*Task goal:*
Copy out every line from the records that includes "wall".

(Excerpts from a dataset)
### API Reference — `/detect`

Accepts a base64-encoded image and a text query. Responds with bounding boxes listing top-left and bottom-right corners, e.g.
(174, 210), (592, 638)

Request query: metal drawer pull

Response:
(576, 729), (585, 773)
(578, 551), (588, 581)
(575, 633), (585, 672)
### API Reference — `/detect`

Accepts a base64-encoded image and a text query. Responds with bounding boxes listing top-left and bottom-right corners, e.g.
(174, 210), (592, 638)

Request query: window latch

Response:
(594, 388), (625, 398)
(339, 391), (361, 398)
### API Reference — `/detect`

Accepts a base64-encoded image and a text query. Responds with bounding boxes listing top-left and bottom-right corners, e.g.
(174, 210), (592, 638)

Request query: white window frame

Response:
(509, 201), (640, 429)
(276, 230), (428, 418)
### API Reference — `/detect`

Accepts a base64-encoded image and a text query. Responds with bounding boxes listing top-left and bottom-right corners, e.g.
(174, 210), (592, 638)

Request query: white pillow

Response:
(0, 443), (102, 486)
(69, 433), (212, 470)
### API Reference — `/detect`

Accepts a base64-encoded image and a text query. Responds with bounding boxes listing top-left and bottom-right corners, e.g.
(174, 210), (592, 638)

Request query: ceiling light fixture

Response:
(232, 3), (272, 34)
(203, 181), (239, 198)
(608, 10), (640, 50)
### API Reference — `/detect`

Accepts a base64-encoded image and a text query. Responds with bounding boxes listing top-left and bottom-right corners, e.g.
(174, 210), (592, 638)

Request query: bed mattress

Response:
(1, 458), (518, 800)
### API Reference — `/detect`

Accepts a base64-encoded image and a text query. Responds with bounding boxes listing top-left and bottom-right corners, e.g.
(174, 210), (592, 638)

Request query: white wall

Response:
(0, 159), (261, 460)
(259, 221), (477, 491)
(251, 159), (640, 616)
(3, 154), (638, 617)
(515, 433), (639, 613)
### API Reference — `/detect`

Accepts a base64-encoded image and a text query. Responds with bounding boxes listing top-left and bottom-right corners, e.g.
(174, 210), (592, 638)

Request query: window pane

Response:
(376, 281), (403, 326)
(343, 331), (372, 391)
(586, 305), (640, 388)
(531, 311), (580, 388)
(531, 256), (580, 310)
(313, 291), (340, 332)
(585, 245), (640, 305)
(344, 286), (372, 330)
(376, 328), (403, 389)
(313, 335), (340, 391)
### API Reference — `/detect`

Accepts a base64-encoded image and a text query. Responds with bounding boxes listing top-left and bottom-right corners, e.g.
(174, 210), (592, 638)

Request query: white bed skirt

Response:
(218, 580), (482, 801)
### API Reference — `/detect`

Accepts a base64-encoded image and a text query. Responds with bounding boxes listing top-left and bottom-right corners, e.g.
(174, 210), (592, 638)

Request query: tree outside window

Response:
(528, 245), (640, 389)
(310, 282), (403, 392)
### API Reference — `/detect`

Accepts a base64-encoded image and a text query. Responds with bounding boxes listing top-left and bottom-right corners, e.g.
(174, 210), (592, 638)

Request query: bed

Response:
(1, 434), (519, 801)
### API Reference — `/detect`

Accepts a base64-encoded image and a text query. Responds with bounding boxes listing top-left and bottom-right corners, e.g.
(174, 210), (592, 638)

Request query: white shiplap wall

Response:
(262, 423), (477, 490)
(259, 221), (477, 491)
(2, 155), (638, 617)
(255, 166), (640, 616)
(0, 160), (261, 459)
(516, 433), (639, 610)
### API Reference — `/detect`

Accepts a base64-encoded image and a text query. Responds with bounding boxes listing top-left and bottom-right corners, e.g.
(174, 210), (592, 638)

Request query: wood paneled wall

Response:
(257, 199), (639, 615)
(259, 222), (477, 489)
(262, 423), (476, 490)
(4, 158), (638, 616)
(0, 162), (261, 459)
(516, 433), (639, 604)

*Task solution:*
Request query: white wall
Request query: white shiplap wall
Request query: wood paneled wall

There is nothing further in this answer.